Update the records below so that every "Target" becomes "Label", and give them back with nothing else changed.

-----

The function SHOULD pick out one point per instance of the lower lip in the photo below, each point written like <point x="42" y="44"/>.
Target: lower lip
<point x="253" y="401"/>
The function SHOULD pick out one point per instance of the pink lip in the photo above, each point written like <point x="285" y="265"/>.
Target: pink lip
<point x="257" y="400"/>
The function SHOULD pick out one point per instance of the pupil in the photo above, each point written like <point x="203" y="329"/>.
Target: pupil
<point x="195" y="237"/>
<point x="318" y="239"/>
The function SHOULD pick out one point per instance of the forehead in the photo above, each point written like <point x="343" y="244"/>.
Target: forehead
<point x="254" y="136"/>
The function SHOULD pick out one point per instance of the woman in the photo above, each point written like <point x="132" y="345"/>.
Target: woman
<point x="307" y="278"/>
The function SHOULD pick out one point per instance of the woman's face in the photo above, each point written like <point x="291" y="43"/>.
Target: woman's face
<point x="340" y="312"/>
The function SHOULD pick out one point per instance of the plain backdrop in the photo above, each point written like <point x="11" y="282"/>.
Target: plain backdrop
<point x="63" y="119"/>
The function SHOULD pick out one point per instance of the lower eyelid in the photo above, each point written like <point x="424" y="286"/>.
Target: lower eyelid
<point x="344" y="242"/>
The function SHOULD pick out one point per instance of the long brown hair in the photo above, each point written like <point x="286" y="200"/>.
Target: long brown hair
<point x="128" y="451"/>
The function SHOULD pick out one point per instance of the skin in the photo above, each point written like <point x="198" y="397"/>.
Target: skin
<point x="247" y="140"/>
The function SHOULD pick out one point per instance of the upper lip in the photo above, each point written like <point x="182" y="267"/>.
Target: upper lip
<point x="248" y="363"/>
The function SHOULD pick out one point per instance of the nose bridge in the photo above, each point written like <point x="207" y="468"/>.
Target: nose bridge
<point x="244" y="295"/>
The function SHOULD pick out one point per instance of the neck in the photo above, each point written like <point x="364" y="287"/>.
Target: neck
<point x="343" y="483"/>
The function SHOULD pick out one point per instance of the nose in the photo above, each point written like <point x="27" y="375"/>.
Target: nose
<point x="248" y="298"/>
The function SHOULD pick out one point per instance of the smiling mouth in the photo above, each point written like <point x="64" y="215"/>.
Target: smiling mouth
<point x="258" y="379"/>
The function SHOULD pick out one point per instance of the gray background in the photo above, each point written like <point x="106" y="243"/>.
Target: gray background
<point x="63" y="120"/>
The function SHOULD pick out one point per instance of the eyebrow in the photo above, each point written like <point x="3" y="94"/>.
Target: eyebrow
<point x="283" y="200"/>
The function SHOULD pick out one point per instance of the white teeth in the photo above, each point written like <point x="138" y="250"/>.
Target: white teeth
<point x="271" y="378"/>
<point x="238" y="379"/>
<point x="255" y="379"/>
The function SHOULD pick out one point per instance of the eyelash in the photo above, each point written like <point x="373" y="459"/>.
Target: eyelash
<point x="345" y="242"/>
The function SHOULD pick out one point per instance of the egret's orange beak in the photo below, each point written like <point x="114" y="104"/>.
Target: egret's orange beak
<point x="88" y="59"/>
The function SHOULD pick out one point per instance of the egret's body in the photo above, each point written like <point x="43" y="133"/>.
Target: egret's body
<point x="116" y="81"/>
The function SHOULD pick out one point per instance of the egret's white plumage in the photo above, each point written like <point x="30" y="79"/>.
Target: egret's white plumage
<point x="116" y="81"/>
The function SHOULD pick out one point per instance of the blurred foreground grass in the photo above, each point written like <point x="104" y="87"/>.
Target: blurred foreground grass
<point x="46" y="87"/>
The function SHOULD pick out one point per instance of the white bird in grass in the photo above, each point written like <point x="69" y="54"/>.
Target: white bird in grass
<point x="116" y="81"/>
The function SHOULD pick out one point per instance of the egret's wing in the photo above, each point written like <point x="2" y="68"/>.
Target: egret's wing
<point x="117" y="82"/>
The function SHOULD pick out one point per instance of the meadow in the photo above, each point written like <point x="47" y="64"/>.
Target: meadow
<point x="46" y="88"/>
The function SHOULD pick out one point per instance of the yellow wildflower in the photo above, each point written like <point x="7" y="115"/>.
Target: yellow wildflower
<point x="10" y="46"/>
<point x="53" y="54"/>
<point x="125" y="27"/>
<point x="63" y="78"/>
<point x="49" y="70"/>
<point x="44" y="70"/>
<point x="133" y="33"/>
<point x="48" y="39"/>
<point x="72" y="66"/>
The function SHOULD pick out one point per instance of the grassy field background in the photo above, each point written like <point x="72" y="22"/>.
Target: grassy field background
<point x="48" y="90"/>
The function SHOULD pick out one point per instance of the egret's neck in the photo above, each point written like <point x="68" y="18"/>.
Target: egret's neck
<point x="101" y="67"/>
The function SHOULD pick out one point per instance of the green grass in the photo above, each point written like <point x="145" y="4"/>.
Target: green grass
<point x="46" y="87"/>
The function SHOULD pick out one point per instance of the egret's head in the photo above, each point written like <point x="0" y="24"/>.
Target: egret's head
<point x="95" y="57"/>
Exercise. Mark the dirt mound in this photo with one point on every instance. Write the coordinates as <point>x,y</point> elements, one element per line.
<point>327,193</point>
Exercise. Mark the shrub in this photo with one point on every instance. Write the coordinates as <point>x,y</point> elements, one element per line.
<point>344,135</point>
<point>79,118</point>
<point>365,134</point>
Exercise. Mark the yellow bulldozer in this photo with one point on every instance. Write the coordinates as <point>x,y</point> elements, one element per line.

-----

→ **WRITTEN ANSWER**
The function SHOULD pick out one point per instance of the lower lip in the photo below, each point written like <point x="42" y="44"/>.
Label: lower lip
<point x="253" y="401"/>
The function SHOULD pick out one point per instance of the pink lip in the photo above, each point written like <point x="285" y="265"/>.
Label: pink lip
<point x="257" y="400"/>
The function SHOULD pick out one point per instance of the pupil in the photo above, each point written like <point x="203" y="329"/>.
Label: pupil
<point x="195" y="237"/>
<point x="318" y="239"/>
The function SHOULD pick out one point per instance of the forehead in the photo above, each point written like <point x="343" y="244"/>.
Label: forehead
<point x="254" y="136"/>
The function SHOULD pick out one point per instance of the woman in the photo above, each point written like <point x="132" y="345"/>.
Label: woman
<point x="307" y="278"/>
The function SHOULD pick out one point per instance of the woman's face in the photo above, each point written like <point x="291" y="43"/>.
Label: woman's face
<point x="340" y="312"/>
The function SHOULD pick out one point per instance of the plain backdrop in the photo above, each point written like <point x="11" y="282"/>.
Label: plain backdrop
<point x="63" y="119"/>
The function SHOULD pick out one point per instance of the lower eyelid in the photo above, each point written like <point x="424" y="286"/>.
Label: lower eyelid
<point x="344" y="242"/>
The function SHOULD pick out one point per instance of the long brown hair in the photo above, each point written like <point x="286" y="200"/>.
Label: long brown hair
<point x="128" y="451"/>
The function SHOULD pick out one point per instance of the skin in the photo above, each point written like <point x="198" y="397"/>.
Label: skin
<point x="247" y="140"/>
The function SHOULD pick out one point per instance of the upper lip in the photo above, each point written like <point x="182" y="267"/>.
Label: upper lip
<point x="248" y="363"/>
The function SHOULD pick out one point per instance of the nose bridge in the photo above, each point written like <point x="207" y="468"/>.
Label: nose bridge
<point x="244" y="295"/>
The function SHOULD pick out one point per instance of the neck in the photo above, each point written like <point x="364" y="287"/>.
Label: neck
<point x="343" y="483"/>
The function SHOULD pick out one point per instance of the nose in the photo above, each point written like <point x="27" y="375"/>.
Label: nose
<point x="248" y="298"/>
The function SHOULD pick out one point per instance of the smiling mouth in the photo above, each point written like <point x="64" y="215"/>.
Label: smiling mouth
<point x="258" y="379"/>
The function SHOULD pick out one point per instance of the gray background in the photo above, each point written like <point x="106" y="243"/>.
Label: gray background
<point x="63" y="120"/>
The function SHOULD pick out one point per instance of the eyebrow in the photo above, each point written like <point x="3" y="94"/>.
Label: eyebrow
<point x="283" y="200"/>
The function SHOULD pick out one point per instance of the white teeth in the photo above, each point written like <point x="138" y="250"/>.
Label: white teeth
<point x="271" y="378"/>
<point x="238" y="379"/>
<point x="255" y="379"/>
The function SHOULD pick out one point per instance of the eyelash in the photo above, each point written like <point x="373" y="459"/>.
Label: eyelash
<point x="345" y="242"/>
The function SHOULD pick out one point per instance of the egret's orange beak in the photo below, each point written like <point x="114" y="104"/>.
Label: egret's orange beak
<point x="88" y="59"/>
The function SHOULD pick out one point per instance of the egret's body in the photo above, each point written like <point x="43" y="133"/>.
Label: egret's body
<point x="116" y="81"/>
The function SHOULD pick out one point per instance of the egret's white plumage in the photo above, each point written like <point x="30" y="79"/>.
Label: egret's white plumage
<point x="116" y="81"/>
The function SHOULD pick out one point per instance of the blurred foreground grass in the photo above, each point written like <point x="104" y="87"/>.
Label: blurred foreground grass
<point x="46" y="87"/>
The function SHOULD pick out one point per instance of the white bird in grass in the photo above, each point written like <point x="69" y="54"/>.
Label: white bird in grass
<point x="116" y="81"/>
The function SHOULD pick out one point per instance of the egret's wing in the photo above, each point written like <point x="2" y="68"/>.
Label: egret's wing
<point x="117" y="82"/>
The function SHOULD pick out one point per instance of the meadow in the photo above, each point written like <point x="47" y="64"/>.
Label: meadow
<point x="46" y="88"/>
The function SHOULD pick out one point per instance of the yellow wildflower in the photo above, each point written like <point x="7" y="115"/>.
Label: yellow wildflower
<point x="10" y="46"/>
<point x="53" y="54"/>
<point x="125" y="27"/>
<point x="63" y="78"/>
<point x="49" y="70"/>
<point x="44" y="70"/>
<point x="133" y="33"/>
<point x="48" y="39"/>
<point x="72" y="66"/>
The function SHOULD pick out one point per instance of the grassy field background in the photo above, each point written like <point x="72" y="22"/>.
Label: grassy field background
<point x="48" y="90"/>
The function SHOULD pick out one point per instance of the egret's neck in the photo above, each point written like <point x="68" y="18"/>.
Label: egret's neck
<point x="101" y="67"/>
The function SHOULD pick out one point per instance of the green grass in the photo above, each point written like <point x="145" y="4"/>.
Label: green grass
<point x="46" y="87"/>
The function SHOULD pick out one point per instance of the egret's head in the photo above, each point written like <point x="0" y="24"/>.
Label: egret's head
<point x="95" y="57"/>
Exercise. Mark the dirt mound in this photo with one point on every instance. Write the coordinates as <point>x,y</point> elements, one element per line.
<point>327,193</point>
Exercise. Mark the shrub in this photo with one point on every instance. Write the coordinates as <point>x,y</point> elements, one element per line.
<point>344,135</point>
<point>79,118</point>
<point>365,134</point>
Exercise. Mark the yellow bulldozer in this photo with one point on every instance. Write the coordinates as <point>x,y</point> elements, one element per line.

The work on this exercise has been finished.